Отрывок текста:
┌──

Конечно, опыты на животных дают положительные результаты. В первую очередь они помогают определить ядовитые лекарственные вещества до того, как их начнут испытывать на людях. Это уже немало. Но в последние десятилетия набирает силу движение за сокращение количества животных, используемых для лабораторных исследований, и поиск альтернативы. Возможной альтернативой является проведение испытаний на органоидах (упрощенных версиях человеческих органов, выращиваемых в искусственных условиях) или использование компьютерных программ для оценки эффективности новых препаратов по сравнению с уже известными. Некоторых животных даже наделили элементарными юридическими правами. Правительство США больше не поддерживает биомедицинские опыты над шимпанзе, и требования к использованию обезьян вообще очень жесткие. Агентство по охране окружающей среды США объявило, что к 2035 году прекратит испытания токсичных веществ на млекопитающих и резко сократит испытания на птицах (испытания на амфибиях и рыбах будут продолжаться). Возможно, самое удивительное связано с осьминогами. Их исключительная сообразительность[29] подтолкнула несколько международных групп потребовать от ученых получения особого разрешения для экспериментов над ними. Это особенно важно потому, что осьминоги относятся к беспозвоночным, а эту группу животных люди обычно исключают из своих нравственных норм.

В целом же жизнь подопытных животных стала намного лучше по сравнению с 1880-ми годами. Но сообщения о насилии, совершаемом в лабораториях по всему миру, продолжают появляться, и шокирующие эксперименты (например, пересадка голов у обезьян) не прекращаются. Эхо воя собак Эдисона слышится и по сей день.



В конце концов, даже мучения Уильяма Кеммлера не затмили преимущества переменного тока. В процессе подготовки ко всемирной выставке в Чикаго 1893 года компания «Дженерал электрик» подала заявку на электрификацию территории с использованием эдисоновского оборудования постоянного тока. Стоимость работ определили в 554 000 долларов (16 миллионов на сегодняшний день). Компания Вестингауза предложила сделать то же самое за 155 000 долларов и, разумеется, выиграла контракт. После этого разрыв между ценой и качеством только увеличивался. В 1896 году электростанция близ Ниагара-Фолс стала снабжать переменным током город Баффало, расположенный в двадцати милях от нее, – передача постоянного тока на такое расстояние была попросту неосуществима.

Вскоре после открытия электростанции на Ниагаре Эдисон признал поражение[30] в войне токов. Мало кто в истории цивилизации может сравниться с ним по количеству изобретений, но его любимый постоянный ток практически не сыграл никакой роли в революции двадцатого века по производству и использованию дешевой электроэнергии.

Некоторые историки утверждают, что поражение Эдисона не было неизбежным. Они говорят, что, если бы он раньше признал недостатки постоянного тока и переключился на переменный, его престижа вполне хватило бы для завоевания рынка. Но без патентов Теслы он находился в крайне невыгодном положении, а Эдисон был известным упрямцем. Самое печальное, что ему не хватило сил с достоинством отступить и избавить от мучений электротоком всех этих собак, телят и лошадей. Более того, хотя Уильям Кеммлер все равно был обречен на смерть, Эдисон способствовал тому, что он испытал одну из самых страшных казней в анналах юриспруденции. Показательно, что в поздних интервью и мемуарах Эдисон опускал все воспоминания о мучительных экспериментах над животными и о своей роли в разработке электрического стула.

└──

Набор данных:
┌──

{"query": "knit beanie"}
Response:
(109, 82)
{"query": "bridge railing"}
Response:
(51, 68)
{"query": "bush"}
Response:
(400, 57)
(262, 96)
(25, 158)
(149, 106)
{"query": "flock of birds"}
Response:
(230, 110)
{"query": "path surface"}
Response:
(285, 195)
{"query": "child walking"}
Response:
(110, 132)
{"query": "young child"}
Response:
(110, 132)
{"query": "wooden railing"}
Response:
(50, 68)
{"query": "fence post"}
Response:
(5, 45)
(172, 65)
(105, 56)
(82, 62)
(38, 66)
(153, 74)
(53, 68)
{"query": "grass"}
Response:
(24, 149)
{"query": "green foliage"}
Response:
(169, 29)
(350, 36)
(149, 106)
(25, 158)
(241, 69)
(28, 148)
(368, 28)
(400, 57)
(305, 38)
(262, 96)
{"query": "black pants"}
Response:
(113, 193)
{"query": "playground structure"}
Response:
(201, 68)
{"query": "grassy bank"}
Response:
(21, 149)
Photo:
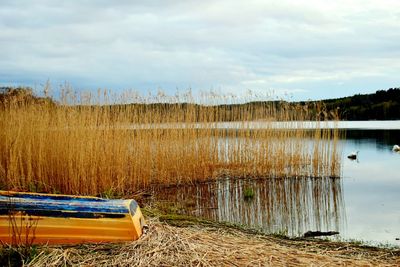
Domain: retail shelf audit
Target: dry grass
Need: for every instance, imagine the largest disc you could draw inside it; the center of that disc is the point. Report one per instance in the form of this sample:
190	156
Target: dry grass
83	146
165	245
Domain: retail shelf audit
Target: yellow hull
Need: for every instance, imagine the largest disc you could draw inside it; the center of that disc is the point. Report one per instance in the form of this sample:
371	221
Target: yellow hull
67	219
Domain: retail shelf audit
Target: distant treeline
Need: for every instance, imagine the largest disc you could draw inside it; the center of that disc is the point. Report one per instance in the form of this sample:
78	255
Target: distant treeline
381	105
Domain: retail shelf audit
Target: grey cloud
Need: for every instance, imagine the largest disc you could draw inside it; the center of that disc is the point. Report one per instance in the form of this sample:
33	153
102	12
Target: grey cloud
232	44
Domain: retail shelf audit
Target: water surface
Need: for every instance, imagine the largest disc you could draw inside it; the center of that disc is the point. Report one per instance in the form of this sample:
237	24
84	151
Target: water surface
363	204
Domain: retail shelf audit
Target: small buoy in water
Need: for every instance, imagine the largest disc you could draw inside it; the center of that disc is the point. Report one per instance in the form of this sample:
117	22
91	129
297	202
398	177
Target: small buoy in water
353	155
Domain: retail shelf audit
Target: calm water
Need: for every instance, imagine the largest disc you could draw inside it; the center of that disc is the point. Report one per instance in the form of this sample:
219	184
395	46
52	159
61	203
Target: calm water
364	204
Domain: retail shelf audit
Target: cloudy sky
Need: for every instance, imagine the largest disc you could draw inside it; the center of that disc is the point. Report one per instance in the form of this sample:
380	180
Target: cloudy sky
308	49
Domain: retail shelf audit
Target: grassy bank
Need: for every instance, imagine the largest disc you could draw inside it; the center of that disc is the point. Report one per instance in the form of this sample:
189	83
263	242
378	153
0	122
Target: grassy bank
174	240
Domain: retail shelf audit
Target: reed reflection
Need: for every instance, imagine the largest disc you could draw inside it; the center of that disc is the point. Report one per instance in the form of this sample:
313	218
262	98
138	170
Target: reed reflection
289	206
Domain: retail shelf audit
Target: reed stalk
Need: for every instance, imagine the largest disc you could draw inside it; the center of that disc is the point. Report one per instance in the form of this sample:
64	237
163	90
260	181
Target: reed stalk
90	144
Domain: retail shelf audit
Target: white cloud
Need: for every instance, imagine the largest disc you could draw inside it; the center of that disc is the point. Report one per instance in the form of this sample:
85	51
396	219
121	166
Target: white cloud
234	45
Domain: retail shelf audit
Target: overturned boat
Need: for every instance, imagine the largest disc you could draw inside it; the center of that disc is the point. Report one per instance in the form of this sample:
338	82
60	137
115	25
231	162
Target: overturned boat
30	218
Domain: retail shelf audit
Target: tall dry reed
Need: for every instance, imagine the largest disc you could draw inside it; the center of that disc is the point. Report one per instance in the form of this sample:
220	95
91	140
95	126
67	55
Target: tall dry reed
87	144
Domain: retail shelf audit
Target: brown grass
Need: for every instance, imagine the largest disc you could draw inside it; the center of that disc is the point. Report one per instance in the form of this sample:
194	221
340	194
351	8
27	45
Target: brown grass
90	145
165	245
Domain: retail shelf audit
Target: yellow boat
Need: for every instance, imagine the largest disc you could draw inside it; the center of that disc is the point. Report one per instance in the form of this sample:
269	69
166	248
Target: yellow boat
30	218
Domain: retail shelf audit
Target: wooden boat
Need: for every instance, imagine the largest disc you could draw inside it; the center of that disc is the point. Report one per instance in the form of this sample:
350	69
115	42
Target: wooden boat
30	218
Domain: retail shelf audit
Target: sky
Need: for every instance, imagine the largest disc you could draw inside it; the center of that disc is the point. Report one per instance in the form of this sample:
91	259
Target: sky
301	49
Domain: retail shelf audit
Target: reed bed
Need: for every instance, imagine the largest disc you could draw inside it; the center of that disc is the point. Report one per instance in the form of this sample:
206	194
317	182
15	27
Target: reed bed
165	245
116	145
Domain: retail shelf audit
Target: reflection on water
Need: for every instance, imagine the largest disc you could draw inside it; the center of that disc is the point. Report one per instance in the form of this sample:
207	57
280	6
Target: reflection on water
363	204
290	206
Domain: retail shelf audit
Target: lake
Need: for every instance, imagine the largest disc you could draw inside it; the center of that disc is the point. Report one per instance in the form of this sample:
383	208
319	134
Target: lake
363	204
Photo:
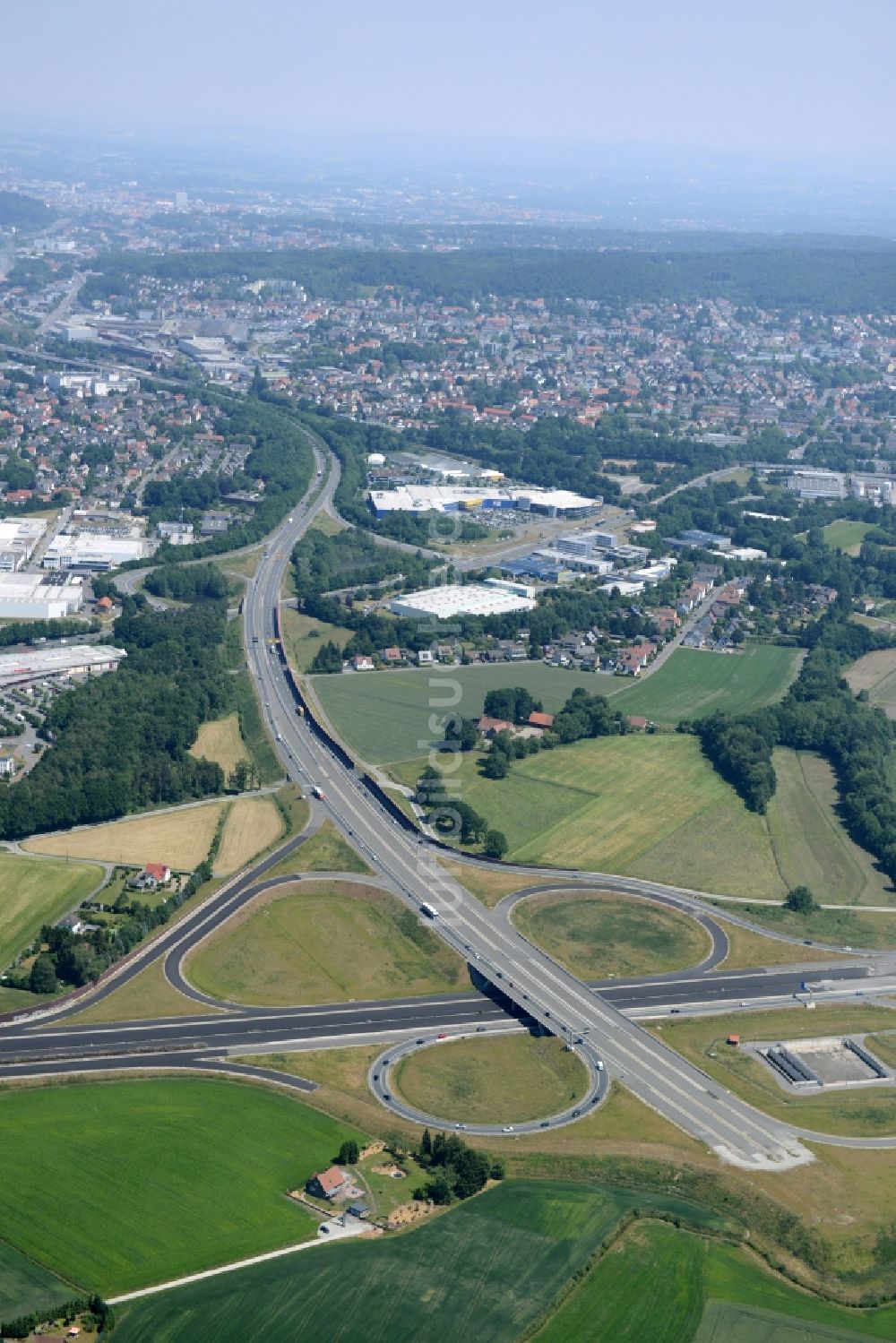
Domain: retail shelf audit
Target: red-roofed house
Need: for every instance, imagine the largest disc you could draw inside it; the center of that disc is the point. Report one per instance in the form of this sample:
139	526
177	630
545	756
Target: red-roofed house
328	1184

└──

Задания:
1/ Какую сумму предложила компания Вестингауза за электрификацию выставки в Чикаго 1893 года, если верить отрывку текста?
2/ Назовите все группы животных, которые отрывок текста упоминает в связи с планами Агентства по охране окружающей среды США.

Ответы по порядку:
1/ 155 000 долларов.

2/ Млекопитающие, птицы, амфибии, рыбы.